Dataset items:
++++++

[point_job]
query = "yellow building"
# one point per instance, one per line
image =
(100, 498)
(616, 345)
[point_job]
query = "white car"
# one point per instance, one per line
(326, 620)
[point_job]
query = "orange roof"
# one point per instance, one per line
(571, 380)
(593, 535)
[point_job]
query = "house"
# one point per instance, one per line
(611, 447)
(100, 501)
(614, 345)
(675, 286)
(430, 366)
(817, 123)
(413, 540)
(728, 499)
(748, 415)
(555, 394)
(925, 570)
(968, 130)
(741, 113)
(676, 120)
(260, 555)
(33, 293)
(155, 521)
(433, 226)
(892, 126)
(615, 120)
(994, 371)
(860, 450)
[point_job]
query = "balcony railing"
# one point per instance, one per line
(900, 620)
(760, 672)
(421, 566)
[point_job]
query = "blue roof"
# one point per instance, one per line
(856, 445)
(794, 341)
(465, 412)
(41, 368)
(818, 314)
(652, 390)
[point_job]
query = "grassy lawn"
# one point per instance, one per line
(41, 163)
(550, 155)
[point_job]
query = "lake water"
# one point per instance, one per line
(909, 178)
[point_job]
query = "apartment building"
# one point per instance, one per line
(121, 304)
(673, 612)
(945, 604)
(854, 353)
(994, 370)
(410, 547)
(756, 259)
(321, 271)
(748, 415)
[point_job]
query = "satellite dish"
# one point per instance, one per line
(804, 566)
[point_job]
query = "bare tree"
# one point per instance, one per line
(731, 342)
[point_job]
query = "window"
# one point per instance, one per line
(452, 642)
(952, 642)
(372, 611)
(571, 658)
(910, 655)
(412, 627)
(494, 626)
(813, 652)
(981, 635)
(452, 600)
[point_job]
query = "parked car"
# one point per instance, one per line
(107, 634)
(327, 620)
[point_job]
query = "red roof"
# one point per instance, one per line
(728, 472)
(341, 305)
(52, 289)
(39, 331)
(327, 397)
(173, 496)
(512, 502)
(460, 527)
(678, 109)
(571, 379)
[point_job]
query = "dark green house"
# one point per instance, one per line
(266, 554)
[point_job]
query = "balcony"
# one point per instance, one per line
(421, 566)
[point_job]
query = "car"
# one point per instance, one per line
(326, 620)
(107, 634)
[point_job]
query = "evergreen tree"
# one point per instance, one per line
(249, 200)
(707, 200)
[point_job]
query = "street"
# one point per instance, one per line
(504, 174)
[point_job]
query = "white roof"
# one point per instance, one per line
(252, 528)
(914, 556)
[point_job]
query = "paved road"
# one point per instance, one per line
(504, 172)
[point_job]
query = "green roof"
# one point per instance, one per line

++++++

DO THIS
From the data above, extract every line in its exact form.

TASK ANSWER
[point_job]
query = "yellow building"
# one point per instance, one per line
image =
(100, 498)
(616, 345)
[point_job]
query = "white car"
# one point per instance, one per line
(326, 620)
[point_job]
query = "orange roof"
# one point per instance, one per line
(571, 380)
(593, 535)
[point_job]
query = "house"
# one point per instance, one per line
(611, 447)
(100, 501)
(614, 345)
(675, 286)
(430, 366)
(817, 123)
(413, 540)
(728, 499)
(748, 415)
(555, 394)
(925, 570)
(968, 130)
(741, 113)
(676, 120)
(260, 555)
(33, 293)
(155, 521)
(433, 226)
(892, 126)
(615, 120)
(994, 371)
(860, 450)
[point_job]
query = "balcony railing"
# one point per instance, one per line
(900, 620)
(760, 672)
(421, 566)
[point_job]
query = "blue roof"
# one point per instance, one per line
(856, 445)
(794, 341)
(465, 412)
(41, 368)
(818, 314)
(652, 390)
[point_job]
query = "grassy lawn"
# one point per instance, one per line
(41, 163)
(550, 155)
[point_job]
query = "lake water"
# one point per instance, one per line
(909, 178)
[point_job]
query = "apartment building"
# one point per instance, one per line
(121, 304)
(673, 612)
(945, 604)
(854, 353)
(994, 370)
(410, 547)
(756, 259)
(321, 271)
(748, 415)
[point_job]
query = "satellite dish"
# one point per instance, one per line
(804, 566)
[point_job]
query = "bare tree"
# one point per instance, one per line
(731, 342)
[point_job]
query = "window"
# one point per instance, one per line
(452, 642)
(952, 642)
(372, 611)
(571, 658)
(910, 655)
(412, 627)
(494, 626)
(813, 652)
(981, 635)
(452, 600)
[point_job]
query = "parked car"
# one point per instance, one per line
(107, 634)
(327, 620)
[point_job]
query = "red roof"
# one point per instance, one per line
(728, 472)
(341, 305)
(52, 289)
(39, 331)
(327, 397)
(173, 496)
(512, 502)
(460, 527)
(678, 109)
(571, 379)
[point_job]
query = "dark green house"
# one point per instance, one per line
(266, 554)
[point_job]
query = "balcony"
# one point per instance, one per line
(421, 566)
[point_job]
query = "car"
# one point per instance, one per line
(326, 620)
(107, 634)
[point_job]
query = "evergreen tree"
# one point per instance, one per line
(249, 200)
(707, 200)
[point_job]
query = "street"
# one point per instance, one per line
(504, 174)
[point_job]
query = "white roof"
# one point per instance, one per line
(252, 528)
(914, 556)
[point_job]
query = "paved road"
# one point per instance, one per line
(504, 172)
[point_job]
query = "green roof"
# one point per instance, one per line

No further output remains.